■ DATA PROVIDED
+ + + +

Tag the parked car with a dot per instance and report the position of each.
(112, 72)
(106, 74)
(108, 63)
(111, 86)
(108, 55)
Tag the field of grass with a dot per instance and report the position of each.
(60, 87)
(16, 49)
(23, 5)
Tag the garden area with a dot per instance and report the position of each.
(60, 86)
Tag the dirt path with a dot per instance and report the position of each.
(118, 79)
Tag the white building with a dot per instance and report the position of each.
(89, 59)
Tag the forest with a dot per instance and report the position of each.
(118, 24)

+ + + +

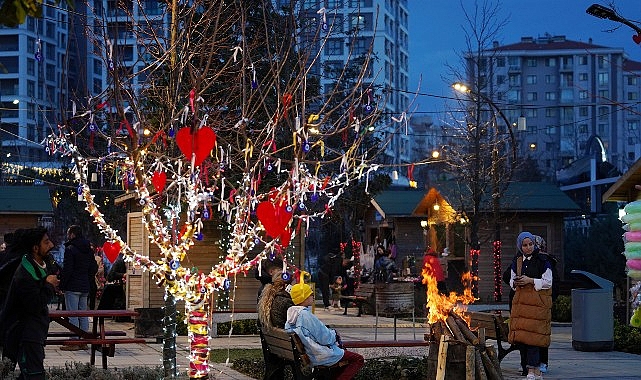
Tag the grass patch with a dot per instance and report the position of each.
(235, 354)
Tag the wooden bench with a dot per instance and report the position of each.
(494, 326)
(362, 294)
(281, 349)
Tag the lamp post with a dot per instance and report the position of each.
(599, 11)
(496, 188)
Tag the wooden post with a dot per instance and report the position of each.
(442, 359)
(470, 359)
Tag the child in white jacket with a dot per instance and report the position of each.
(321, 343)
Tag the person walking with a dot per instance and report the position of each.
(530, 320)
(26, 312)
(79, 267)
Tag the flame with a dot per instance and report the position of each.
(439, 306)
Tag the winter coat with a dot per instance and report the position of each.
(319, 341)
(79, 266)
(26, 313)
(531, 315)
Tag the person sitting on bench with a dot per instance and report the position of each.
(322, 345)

+ + + +

■ YOUR OBJECTIVE
Count the lines in the records above that contain the word "wooden", and give only the number.

■ ANSWER TO THE TASK
2